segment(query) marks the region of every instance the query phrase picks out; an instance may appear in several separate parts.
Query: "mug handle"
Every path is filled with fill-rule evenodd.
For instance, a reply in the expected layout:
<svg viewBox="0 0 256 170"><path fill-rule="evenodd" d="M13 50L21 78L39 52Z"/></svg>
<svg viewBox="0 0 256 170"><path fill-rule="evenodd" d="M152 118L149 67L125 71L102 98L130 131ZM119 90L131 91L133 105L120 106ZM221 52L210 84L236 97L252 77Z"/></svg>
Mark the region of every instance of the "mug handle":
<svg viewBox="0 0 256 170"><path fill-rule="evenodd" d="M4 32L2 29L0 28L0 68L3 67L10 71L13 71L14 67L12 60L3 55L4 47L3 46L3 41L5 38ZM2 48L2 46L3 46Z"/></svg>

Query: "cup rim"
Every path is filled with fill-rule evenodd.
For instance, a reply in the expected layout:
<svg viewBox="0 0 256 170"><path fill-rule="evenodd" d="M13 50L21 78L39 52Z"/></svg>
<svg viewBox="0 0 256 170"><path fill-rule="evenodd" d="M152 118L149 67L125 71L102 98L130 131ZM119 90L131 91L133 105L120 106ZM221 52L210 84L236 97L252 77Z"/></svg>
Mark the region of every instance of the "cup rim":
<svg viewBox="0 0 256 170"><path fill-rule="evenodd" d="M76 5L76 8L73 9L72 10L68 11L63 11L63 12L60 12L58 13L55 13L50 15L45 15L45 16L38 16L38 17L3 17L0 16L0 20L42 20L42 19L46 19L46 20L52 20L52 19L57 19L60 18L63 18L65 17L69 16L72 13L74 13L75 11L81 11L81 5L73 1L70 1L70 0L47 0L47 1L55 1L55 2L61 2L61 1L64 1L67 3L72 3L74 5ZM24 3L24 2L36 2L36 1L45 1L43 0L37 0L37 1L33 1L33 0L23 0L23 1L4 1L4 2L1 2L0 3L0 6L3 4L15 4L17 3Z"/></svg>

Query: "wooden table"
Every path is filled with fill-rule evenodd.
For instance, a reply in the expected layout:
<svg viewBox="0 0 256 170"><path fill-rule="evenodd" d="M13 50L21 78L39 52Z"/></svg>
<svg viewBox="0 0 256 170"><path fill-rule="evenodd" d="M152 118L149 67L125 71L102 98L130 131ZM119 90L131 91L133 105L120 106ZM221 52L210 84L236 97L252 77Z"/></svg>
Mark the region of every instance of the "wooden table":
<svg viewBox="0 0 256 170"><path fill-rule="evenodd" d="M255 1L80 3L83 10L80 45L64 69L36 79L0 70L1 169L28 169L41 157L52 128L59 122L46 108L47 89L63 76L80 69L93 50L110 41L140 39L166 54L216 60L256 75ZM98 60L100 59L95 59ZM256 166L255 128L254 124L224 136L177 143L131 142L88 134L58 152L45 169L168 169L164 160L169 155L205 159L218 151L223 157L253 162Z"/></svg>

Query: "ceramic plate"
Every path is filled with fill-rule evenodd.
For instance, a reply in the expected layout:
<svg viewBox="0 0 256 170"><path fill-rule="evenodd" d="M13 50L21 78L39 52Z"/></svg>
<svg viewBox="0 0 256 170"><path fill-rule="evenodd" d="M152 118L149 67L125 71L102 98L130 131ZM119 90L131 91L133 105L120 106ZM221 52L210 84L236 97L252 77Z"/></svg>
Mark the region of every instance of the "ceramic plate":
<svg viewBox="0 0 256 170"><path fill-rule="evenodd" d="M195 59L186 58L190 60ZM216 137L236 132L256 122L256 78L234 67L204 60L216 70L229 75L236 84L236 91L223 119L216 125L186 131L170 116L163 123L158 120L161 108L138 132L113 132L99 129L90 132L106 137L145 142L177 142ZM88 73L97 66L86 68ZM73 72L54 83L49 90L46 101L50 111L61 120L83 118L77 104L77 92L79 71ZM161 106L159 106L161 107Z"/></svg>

···

### [Task details]
Render the material above as a Markdown table with the columns No. and Line, numbering each line in its own row and skipping blank lines.

### [Answer to this exercise]
| No. | Line |
|---|---|
| 1 | segment(query) marks the region of every instance the query phrase picks out; an instance may appear in several separate parts. |
| 2 | Query: "mug handle" |
| 3 | Every path is filled with fill-rule evenodd. |
| 4 | For instance, a reply in the expected layout: |
| 5 | <svg viewBox="0 0 256 170"><path fill-rule="evenodd" d="M13 50L21 78L39 52Z"/></svg> |
| 6 | <svg viewBox="0 0 256 170"><path fill-rule="evenodd" d="M152 118L149 67L125 71L102 98L130 131ZM119 90L131 91L133 105L120 106ZM221 52L210 84L236 97L252 77Z"/></svg> |
| 7 | Mark the region of every instance of the "mug handle": |
| 8 | <svg viewBox="0 0 256 170"><path fill-rule="evenodd" d="M4 32L2 29L0 28L0 68L3 67L10 71L13 71L14 67L12 60L3 55L4 47L3 46L3 41L5 38ZM2 48L2 46L3 46Z"/></svg> |
| 9 | Query: "cup rim" |
| 10 | Every path is filled with fill-rule evenodd. |
| 11 | For instance, a reply in the expected layout: |
| 12 | <svg viewBox="0 0 256 170"><path fill-rule="evenodd" d="M13 50L21 78L39 52Z"/></svg> |
| 13 | <svg viewBox="0 0 256 170"><path fill-rule="evenodd" d="M152 118L149 67L125 71L102 98L130 131ZM119 90L131 91L133 105L120 106ZM221 52L210 84L236 97L252 77Z"/></svg> |
| 14 | Mark the region of every instance of the "cup rim": |
| 15 | <svg viewBox="0 0 256 170"><path fill-rule="evenodd" d="M76 5L76 8L73 9L72 10L68 11L63 11L63 12L60 12L58 13L55 13L50 15L45 15L45 16L38 16L38 17L3 17L0 16L0 20L42 20L42 19L46 19L46 20L52 20L52 19L57 19L60 18L63 18L65 17L69 16L72 13L74 13L75 11L81 11L81 5L73 1L70 1L70 0L47 0L47 1L55 1L55 2L61 2L61 1L64 1L67 3L72 3L74 5ZM24 3L24 2L36 2L36 1L45 1L43 0L37 0L37 1L33 1L33 0L23 0L23 1L4 1L4 2L1 2L0 3L0 6L3 4L15 4L17 3Z"/></svg> |
| 16 | Query: "wooden table" |
| 17 | Every path is filled with fill-rule evenodd. |
| 18 | For instance, a reply in the expected layout: |
| 19 | <svg viewBox="0 0 256 170"><path fill-rule="evenodd" d="M13 50L21 78L39 52Z"/></svg> |
| 20 | <svg viewBox="0 0 256 170"><path fill-rule="evenodd" d="M152 118L149 67L125 71L102 98L130 131ZM119 90L131 91L133 105L120 106ZM221 52L210 84L236 97L252 77Z"/></svg> |
| 21 | Mark the region of every instance of the "wooden table": |
| 22 | <svg viewBox="0 0 256 170"><path fill-rule="evenodd" d="M255 1L80 3L83 10L80 45L64 69L36 79L0 70L1 169L28 169L41 157L52 128L59 122L46 108L47 89L63 76L80 69L93 50L110 41L140 39L166 54L216 60L256 75ZM98 60L100 59L95 59ZM256 166L255 128L254 124L224 136L177 143L131 142L88 134L58 152L45 169L168 169L164 160L169 155L205 159L218 151L223 157L253 162Z"/></svg> |
| 23 | Query: "ceramic plate" |
| 24 | Every path is filled with fill-rule evenodd. |
| 25 | For instance, a reply in the expected layout: |
| 26 | <svg viewBox="0 0 256 170"><path fill-rule="evenodd" d="M13 50L21 78L39 52Z"/></svg> |
| 27 | <svg viewBox="0 0 256 170"><path fill-rule="evenodd" d="M152 118L149 67L125 71L102 98L130 131ZM119 90L131 91L133 105L120 106ZM221 52L210 84L236 97L252 77Z"/></svg> |
| 28 | Mark the region of every instance of the "ceramic plate": |
| 29 | <svg viewBox="0 0 256 170"><path fill-rule="evenodd" d="M195 59L186 58L190 60ZM216 137L236 132L256 122L256 78L234 67L204 60L216 70L229 75L236 84L236 91L223 119L216 125L186 131L170 116L163 123L158 120L161 108L138 132L113 132L99 129L90 132L106 137L145 142L177 142ZM88 73L97 66L86 68ZM73 72L54 83L49 90L46 101L50 111L61 120L83 118L77 104L77 92L79 71ZM161 106L159 106L161 107Z"/></svg> |